# Recent Reads



## Courtney the smith (Nov 12, 2017)

Hello all you book furs xD

What was the last book, your current book, and the next one you have planned if you have one?

My last read was The Black Road by Mel Odom, a Diablo novel
Currently reading The Goblin Corps by Ari Marmell
Next book is planned to be Willful Child by Steven Erikson

I'm a pretty big fantasy girl and not huge on the Sci-fi but Erikson is one of my favorites so I am excited to read his sci-fi comedy


----------



## Scales42 (Nov 12, 2017)

Great read for both fantasy and history buffs.
The Temeraire series is about a dragon air force during the napoleonic wars.
Iam currently reading the third book in the series and already ordered the
4th one  I hope that one day, they will make a movie about the series, or perhaps 
a tv show


----------



## Sagt (Nov 13, 2017)

My last read book is possibly controversial, so I'll skip that one.

Right now I'm reading The 100-Year-Old Man Who Climbed Out the Window and Disappeared by Jonas Jonasson

Don't know what I'm reading next. Maybe Murder on the Orient Express by Agatha Christie, since the film is coming out soon (or has it already come out?).


----------



## Courtney the smith (Nov 13, 2017)

That's one interesting title Lcs. It sounds like it is a mystery book.

I've never heard of the Murder on the Orient Express, but the movie it is indeed out in theaters says local theater website.


----------



## Sarachaga (Nov 13, 2017)

Past book I read( reread in this case) was the Lord of the Rings.
I'm currently reading a translation of the I Ching.
I don't know yet what I'll read next.


----------



## Ki3thrz (Nov 27, 2017)

My last novel was A Game of Thrones A Song of Fire and Ice by George R.R. Martin. I stopped reading ~half way as I was just not getting into it.
Currently I'm reading Cloud Atlas by David Mitchell. Quite the wordy piece, but I love it.
Next I'm planning on reading The Woman Who Would Be King by Kara Cooney.


----------



## ChromaticRabbit (Nov 27, 2017)

Cory Doctorow - Walkaway (2017) - a near-future quasi-dystopian post-scarcity tale.


----------



## Mudman2001 (Nov 27, 2017)

Just finished with _The Ship that Searched _by Anne McCaffrey and Mercedes Lackey.  I need to dig though the the family library and see if I can’t find our one copy of _War Day_ by Whitley Strieber and James Kunetka.


----------



## Ashke (Jan 7, 2018)

This is a fantastic book if you love 80's nostalgia and geek culture. The world Cline has created in the near future could be one that becomes very possible, and it's addictive right to the end. I blew through this in a few days. The writing is sort of simple, more like a YA book, but it doesn't detract from the overall enjoyment.


----------



## charlesgray (Jan 8, 2018)
# # # #
Aim:
Reproduce a passage from the recent-reads thread above verbatim, starting at the words "That's one interesting" and ending after the words "Sarachaga (Nov 13, 2017)".

Information given:
# # # #
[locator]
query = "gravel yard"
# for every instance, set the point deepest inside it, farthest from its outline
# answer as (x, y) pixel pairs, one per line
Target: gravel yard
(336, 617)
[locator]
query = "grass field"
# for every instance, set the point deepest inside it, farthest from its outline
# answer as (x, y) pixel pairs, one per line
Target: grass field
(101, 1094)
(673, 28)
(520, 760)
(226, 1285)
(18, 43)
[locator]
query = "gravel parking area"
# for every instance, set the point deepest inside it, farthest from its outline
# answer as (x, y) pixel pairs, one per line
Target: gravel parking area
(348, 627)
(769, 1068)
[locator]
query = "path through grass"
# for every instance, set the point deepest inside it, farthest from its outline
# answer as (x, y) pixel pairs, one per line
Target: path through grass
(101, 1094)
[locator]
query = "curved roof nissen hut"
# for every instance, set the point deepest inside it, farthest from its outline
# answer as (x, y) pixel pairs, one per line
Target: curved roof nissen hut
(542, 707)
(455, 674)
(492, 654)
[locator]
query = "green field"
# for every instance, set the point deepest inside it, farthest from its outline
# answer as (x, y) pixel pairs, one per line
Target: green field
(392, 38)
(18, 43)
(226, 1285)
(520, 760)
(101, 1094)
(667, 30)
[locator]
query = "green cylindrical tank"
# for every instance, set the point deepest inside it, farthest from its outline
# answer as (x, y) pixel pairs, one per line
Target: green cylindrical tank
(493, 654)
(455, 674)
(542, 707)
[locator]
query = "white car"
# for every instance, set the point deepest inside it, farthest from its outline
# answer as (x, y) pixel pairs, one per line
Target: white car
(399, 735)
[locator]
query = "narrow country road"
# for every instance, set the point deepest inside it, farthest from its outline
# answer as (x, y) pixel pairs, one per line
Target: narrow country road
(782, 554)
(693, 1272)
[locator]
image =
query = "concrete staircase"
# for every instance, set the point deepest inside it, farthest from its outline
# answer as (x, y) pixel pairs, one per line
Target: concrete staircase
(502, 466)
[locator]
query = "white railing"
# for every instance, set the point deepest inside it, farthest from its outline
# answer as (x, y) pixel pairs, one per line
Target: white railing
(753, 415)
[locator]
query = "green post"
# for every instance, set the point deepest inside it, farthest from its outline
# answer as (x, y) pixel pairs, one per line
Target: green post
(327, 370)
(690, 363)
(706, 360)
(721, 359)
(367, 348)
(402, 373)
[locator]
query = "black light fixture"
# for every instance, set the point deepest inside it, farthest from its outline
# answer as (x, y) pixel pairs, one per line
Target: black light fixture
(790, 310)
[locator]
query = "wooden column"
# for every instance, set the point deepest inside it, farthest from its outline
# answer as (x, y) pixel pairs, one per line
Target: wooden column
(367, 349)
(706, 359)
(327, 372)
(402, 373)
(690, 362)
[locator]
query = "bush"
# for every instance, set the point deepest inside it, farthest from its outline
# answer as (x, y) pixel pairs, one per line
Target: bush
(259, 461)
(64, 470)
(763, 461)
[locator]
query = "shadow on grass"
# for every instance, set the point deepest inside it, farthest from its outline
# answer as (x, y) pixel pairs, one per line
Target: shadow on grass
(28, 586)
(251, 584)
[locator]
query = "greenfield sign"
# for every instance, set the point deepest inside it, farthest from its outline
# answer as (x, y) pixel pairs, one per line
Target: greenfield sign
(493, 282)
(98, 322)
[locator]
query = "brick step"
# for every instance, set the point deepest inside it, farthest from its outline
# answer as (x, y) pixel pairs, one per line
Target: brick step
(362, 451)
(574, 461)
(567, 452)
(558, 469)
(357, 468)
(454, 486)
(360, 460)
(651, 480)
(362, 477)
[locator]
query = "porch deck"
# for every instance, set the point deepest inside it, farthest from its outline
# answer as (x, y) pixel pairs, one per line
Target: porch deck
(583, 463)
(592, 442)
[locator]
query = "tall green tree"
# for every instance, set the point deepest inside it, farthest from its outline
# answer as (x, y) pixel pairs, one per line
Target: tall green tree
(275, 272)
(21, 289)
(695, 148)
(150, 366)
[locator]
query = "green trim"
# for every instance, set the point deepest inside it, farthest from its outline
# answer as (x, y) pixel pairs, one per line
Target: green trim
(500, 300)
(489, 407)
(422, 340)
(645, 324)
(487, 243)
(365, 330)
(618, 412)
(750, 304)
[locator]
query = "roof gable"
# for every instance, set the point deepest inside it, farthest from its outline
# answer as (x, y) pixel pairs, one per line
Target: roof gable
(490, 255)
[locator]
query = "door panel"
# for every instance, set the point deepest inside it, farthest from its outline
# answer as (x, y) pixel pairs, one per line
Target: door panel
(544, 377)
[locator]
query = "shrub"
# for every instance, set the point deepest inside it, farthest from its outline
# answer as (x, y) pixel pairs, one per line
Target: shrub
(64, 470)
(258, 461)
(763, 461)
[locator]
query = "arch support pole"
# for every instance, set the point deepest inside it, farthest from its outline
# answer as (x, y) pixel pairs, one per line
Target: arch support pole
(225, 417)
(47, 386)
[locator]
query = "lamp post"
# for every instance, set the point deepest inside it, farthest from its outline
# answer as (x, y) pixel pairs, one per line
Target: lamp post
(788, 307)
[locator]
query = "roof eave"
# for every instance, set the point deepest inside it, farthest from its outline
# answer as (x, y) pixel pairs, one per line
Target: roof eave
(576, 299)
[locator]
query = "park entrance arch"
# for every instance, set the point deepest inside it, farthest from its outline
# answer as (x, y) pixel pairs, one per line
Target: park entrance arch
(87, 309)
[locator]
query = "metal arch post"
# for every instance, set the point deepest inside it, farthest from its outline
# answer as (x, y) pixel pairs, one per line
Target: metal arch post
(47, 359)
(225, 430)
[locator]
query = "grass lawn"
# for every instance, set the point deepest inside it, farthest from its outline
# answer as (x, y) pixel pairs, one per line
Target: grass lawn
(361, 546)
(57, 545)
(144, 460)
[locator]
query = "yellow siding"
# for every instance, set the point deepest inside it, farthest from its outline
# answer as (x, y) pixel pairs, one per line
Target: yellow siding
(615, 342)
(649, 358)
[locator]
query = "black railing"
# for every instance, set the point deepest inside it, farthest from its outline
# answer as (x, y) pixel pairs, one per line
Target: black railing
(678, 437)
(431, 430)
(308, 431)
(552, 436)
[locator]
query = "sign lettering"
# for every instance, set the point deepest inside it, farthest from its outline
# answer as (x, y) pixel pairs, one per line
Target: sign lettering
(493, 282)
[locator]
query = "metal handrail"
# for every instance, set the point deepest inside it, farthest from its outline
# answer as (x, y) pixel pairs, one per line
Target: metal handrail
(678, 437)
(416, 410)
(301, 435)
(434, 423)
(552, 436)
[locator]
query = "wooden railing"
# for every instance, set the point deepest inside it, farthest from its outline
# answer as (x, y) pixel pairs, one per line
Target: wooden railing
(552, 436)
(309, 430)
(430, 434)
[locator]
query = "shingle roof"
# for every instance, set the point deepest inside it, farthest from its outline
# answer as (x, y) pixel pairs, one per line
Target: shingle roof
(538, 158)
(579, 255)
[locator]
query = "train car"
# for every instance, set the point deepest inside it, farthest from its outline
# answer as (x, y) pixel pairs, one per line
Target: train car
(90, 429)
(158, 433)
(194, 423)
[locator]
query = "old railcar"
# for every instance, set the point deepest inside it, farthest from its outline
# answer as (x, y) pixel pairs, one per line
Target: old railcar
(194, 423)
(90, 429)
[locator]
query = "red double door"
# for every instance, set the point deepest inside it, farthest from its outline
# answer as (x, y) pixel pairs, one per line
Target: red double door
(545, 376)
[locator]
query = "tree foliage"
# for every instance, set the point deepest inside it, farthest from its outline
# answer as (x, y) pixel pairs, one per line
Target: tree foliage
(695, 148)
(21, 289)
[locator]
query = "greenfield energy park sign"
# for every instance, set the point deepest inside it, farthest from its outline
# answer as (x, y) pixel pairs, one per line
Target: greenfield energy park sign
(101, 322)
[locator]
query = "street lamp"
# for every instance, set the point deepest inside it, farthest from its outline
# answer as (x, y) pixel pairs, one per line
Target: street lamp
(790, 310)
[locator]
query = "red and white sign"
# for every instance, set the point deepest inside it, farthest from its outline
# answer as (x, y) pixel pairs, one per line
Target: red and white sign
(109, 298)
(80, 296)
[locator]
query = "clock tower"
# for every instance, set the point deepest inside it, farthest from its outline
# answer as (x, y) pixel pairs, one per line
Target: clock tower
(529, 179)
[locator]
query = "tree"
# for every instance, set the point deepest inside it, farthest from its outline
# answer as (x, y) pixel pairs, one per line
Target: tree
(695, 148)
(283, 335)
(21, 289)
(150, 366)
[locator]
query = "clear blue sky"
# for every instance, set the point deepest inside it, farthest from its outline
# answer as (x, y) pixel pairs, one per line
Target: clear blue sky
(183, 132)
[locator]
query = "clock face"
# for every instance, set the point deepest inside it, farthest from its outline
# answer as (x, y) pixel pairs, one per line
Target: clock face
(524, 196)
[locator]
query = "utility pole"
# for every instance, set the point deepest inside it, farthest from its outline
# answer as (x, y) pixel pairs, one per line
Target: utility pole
# # # #
Finished task:
That's one interesting title Lcs. It sounds like it is a mystery book.

I've never heard of the Murder on the Orient Express, but the movie it is indeed out in theaters says local theater website.


----------



## Sarachaga (Nov 13, 2017)